EXERCISE REQUIREMENTS. Each record, minus any picture, should be returned exactly as written.

MATERIAL PROVIDED.

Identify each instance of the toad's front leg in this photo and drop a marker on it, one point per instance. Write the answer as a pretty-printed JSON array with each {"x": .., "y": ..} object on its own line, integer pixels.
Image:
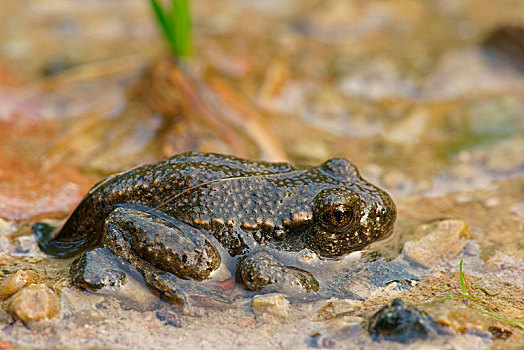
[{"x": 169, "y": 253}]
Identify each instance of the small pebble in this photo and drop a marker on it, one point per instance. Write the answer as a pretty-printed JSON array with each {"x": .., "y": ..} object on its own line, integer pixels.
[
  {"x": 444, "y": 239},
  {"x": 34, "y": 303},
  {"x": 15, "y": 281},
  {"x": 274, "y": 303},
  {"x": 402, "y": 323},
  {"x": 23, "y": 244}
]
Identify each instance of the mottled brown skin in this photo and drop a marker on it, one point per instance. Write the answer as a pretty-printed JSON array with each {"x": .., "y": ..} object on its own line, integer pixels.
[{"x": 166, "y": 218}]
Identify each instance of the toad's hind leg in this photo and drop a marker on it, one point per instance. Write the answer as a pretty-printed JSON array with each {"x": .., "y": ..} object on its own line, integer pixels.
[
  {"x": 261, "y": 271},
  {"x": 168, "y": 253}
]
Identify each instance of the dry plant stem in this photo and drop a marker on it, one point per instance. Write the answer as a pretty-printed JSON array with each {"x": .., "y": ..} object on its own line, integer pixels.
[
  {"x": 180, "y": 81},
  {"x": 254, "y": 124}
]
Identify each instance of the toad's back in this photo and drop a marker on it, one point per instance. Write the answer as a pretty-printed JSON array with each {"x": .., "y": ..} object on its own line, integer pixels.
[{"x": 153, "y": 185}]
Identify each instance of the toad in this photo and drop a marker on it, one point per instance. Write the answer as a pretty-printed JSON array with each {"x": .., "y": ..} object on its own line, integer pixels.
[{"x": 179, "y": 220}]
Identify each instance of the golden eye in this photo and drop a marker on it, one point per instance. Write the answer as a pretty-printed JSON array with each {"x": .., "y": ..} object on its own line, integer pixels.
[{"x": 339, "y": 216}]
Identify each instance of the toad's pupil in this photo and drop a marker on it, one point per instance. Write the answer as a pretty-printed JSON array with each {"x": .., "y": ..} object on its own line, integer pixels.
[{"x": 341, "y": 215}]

RESULT.
Identify each instance of the toad's front leg in this photo and drop a marker on it, one point per instance. Write the answer as a pretty-printed JSON array with each {"x": .., "y": ..} object on its own line, integer pixels.
Image:
[{"x": 169, "y": 253}]
Identify each instance of the small pebble in this photo and drop a marker on it, one point per instance. Write the answer as a pretty-printed JSON array with each {"x": .., "y": ..} object on its own line, integer pixels.
[
  {"x": 444, "y": 239},
  {"x": 34, "y": 303},
  {"x": 15, "y": 281},
  {"x": 274, "y": 303},
  {"x": 402, "y": 323},
  {"x": 23, "y": 244}
]
Identify each instance of the mottled brown skin in this photo and drop a marker on it, one point per instance. Write the answer as a pretty-printed JSON array with each {"x": .., "y": ..} object on its own line, integer pixels.
[{"x": 166, "y": 218}]
Identify each instance of the toad's hind leg in this photo and drop a marker on it, one point per instance. Write the answer as a pretty-printed JSON array with each {"x": .., "y": ..} object on its own line, integer pixels.
[
  {"x": 261, "y": 271},
  {"x": 168, "y": 253}
]
Identify each instance of the dry plant stem in this photo and drop a marker on it, one point per instance. Write the answer as a pretty-printed JSON array with each {"x": .., "y": ..} object on its own line, integer pixels.
[
  {"x": 180, "y": 81},
  {"x": 254, "y": 124}
]
Identify each instance of the toad's back in this photo and drop a marker on it, one point per instance. Write the answer as a pretty-printed JSON array with each {"x": .., "y": ..} object on its own line, integer pixels.
[{"x": 153, "y": 185}]
Identify each instance of the toad in this photo and drop a marker on it, one point per instance. Write the answer as a pretty-printed JSON array with each {"x": .., "y": ..} object on its own line, integer pixels.
[{"x": 179, "y": 220}]
Identify each instance of the golden eye in this photo and drop a marker on it, one point per instance. Write the answer as a pretty-printed JSON array with each {"x": .., "y": ..} object on its own line, integer pixels.
[{"x": 339, "y": 216}]
Identify each instance of the toad's pupil in this photo and drop a marker on it, one point per instance. Write the answer as a pretty-printed JSON array with each {"x": .., "y": ..} object on its own line, integer pixels.
[{"x": 341, "y": 215}]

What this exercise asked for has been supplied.